**VERIFICA LA COMPRENSIONE:**
**1)** Ripeti parola per parola la parte dell'articolo sull'Europa divisa sui migranti compresa tra "BRUXELLES. – L’Unione" e "la riforma dell’Eurozona.", estremi inclusi.
**2)** Prosegui l'articolo sull'Europa divisa sui migranti a partire dall'ultima frase riportata.

**TESTO SELEZIONATO:**
━━━━━━━━━━━━━━━━━━━━

Europa mai così divisa sui migranti. Scontro Juncker-Tusk

Ue mai così divisa sui migranti.
Ue mai così divisa sui migranti.

 

 


BRUXELLES. – L’Unione europea arriva al traguardo del summit di dicembre in pieno scontro, tra Commissione e Consiglio europeo nonché tra gruppi di Paesi, sull’approccio alla politica migratoria e le quote obbligatorie per la ‘relocation’ dei profughi. E anche sull’unione economica e monetaria le divergenze tra Stati del Nord e del Sud Europa continuano a ostacolare i progressi sulla strada per la riforma dell’Eurozona.

I due terreni di confronto saranno giovedì alla cena dei leader per il confronto sul dossier ‘migration’ e l’eurosummit di venerdì mattina. Ci si attende un confronto ‘franco’, che proprio per la natura complessa delle materie non prevede conclusioni scritte, ma punta a dare un nuovo impulso. E su cui pesa la debolezza della Germania, dove Angela Merkel è ancora alla ricerca di una quadra per il governo.

━━━━━━━━━━━━━━━━━━━━

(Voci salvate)

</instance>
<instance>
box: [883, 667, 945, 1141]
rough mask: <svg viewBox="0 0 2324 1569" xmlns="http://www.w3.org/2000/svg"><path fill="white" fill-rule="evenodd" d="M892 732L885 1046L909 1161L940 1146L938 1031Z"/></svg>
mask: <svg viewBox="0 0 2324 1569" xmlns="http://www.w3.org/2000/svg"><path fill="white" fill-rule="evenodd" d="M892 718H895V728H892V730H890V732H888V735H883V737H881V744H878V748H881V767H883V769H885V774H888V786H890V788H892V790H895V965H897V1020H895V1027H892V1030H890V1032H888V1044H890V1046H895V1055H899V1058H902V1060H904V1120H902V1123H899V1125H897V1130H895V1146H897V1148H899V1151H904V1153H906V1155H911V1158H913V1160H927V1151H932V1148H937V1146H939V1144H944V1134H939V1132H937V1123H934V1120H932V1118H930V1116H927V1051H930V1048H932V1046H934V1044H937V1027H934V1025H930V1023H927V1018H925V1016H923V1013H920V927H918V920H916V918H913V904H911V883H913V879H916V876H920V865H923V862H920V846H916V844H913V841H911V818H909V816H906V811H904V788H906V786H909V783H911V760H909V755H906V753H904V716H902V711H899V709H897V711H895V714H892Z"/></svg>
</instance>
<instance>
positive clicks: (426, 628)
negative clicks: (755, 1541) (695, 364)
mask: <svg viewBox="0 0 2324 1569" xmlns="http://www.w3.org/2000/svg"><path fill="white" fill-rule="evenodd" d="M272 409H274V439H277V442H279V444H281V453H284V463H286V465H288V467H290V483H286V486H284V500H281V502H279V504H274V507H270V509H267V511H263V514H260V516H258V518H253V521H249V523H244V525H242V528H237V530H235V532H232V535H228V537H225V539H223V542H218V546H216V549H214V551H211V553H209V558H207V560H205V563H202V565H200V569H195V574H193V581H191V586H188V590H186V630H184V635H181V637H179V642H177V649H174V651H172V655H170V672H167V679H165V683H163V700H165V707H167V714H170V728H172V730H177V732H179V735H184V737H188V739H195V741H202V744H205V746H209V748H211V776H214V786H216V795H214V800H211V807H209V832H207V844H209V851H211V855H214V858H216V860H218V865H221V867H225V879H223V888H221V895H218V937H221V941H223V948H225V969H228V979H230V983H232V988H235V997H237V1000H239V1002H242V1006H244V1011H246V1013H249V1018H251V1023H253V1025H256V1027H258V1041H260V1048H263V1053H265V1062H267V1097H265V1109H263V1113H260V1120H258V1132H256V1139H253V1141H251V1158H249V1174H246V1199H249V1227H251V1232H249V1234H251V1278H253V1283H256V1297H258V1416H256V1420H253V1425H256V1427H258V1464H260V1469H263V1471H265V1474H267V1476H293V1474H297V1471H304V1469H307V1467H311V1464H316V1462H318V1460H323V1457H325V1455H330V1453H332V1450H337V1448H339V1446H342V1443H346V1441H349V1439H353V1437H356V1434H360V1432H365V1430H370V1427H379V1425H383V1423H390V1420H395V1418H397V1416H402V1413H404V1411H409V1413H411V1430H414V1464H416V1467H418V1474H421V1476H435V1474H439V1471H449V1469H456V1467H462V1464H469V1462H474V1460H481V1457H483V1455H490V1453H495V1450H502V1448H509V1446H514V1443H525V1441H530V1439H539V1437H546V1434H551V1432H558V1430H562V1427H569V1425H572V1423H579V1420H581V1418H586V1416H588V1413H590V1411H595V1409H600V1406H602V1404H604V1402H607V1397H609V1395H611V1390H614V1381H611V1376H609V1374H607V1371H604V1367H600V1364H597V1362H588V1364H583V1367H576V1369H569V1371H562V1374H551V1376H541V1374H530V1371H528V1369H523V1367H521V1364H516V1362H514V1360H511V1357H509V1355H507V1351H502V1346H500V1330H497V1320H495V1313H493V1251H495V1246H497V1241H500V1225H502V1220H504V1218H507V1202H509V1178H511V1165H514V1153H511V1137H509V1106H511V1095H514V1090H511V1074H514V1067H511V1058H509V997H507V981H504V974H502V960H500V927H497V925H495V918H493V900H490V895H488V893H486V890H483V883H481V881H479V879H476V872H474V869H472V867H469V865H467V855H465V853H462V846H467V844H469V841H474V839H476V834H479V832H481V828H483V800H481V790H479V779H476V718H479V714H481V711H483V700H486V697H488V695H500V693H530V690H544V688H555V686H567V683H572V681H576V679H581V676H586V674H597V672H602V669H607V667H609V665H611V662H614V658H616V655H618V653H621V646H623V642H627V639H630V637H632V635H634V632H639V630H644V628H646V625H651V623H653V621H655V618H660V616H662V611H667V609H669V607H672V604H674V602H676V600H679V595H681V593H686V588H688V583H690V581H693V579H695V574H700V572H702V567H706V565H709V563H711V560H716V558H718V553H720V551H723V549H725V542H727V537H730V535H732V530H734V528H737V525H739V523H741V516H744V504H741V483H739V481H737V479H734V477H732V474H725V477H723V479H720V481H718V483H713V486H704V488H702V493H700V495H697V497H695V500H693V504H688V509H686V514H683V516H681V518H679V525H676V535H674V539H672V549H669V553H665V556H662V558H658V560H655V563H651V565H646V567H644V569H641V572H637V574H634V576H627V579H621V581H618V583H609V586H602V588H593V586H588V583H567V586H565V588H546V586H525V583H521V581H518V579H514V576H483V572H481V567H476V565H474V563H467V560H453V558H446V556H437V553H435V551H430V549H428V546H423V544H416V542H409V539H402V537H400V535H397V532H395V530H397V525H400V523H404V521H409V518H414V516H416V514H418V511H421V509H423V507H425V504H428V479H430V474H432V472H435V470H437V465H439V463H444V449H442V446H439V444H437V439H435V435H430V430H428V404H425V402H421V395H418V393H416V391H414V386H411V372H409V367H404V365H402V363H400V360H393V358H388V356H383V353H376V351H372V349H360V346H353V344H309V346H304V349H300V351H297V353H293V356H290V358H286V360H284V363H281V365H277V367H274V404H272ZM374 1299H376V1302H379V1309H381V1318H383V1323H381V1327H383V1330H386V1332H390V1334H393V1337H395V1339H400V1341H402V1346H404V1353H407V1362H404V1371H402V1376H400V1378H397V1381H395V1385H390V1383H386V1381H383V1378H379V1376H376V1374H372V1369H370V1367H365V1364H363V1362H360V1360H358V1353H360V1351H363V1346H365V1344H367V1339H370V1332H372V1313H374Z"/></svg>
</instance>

━━━━━━━━━━━━━━━━━━━━

**ELENCO DELLE RISPOSTE:**
**1)**
BRUXELLES. – L’Unione europea arriva al traguardo del summit di dicembre in pieno scontro, tra Commissione e Consiglio europeo nonché tra gruppi di Paesi, sull’approccio alla politica migratoria e le quote obbligatorie per la ‘relocation’ dei profughi. E anche sull’unione economica e monetaria le divergenze tra Stati del Nord e del Sud Europa continuano a ostacolare i progressi sulla strada per la riforma dell’Eurozona.

**2)**
Uniche note davvero positive in questo scenario complesso sono i cosiddetti ‘deliverables’. Ovvero, la cooperazione rafforzata per la difesa europea comune – la nascita della cosiddetta Pesco – a cui partecipano 25 Stati, per 17 progetti già individuati su cui mettersi al lavoro, iniziativa, che sarà tenuta a battesimo al vertice, su cui ha profuso grande impegno l’Alto rappresentante Federica Mogherini.

Ma anche l’accordo di massima trovato sulla prima fase del negoziato sulla Brexit, quel “progresso sufficiente” raggiunto dopo tanti contrasti con Londra, che nonostante i numerosi e pesanti interrogativi, darà comunque il via alla seconda fase delle trattative.

Ma dopo due giorni di schermaglie tra i palazzi ai due lati di rue de la Loi, l’attenzione sarà comunque puntata sui presidenti del Consiglio Donald Tusk e della Commissione Jean Claude Juncker. A dare fuoco alle polveri tra istituzioni Ue è stata una nota ‘in salsa Visegrad’ di Tusk ai leader dei 28 – poi in parte rettificata – per riavviare la discussione su ‘migration’, dove il ruolo dell’esecutivo comunitario viene rivisto al ribasso, si privilegia la necessità di trovare una soluzione unanime tra i Paesi, e il meccanismo dei trasferimenti, è definito “divisivo” e “inefficace”.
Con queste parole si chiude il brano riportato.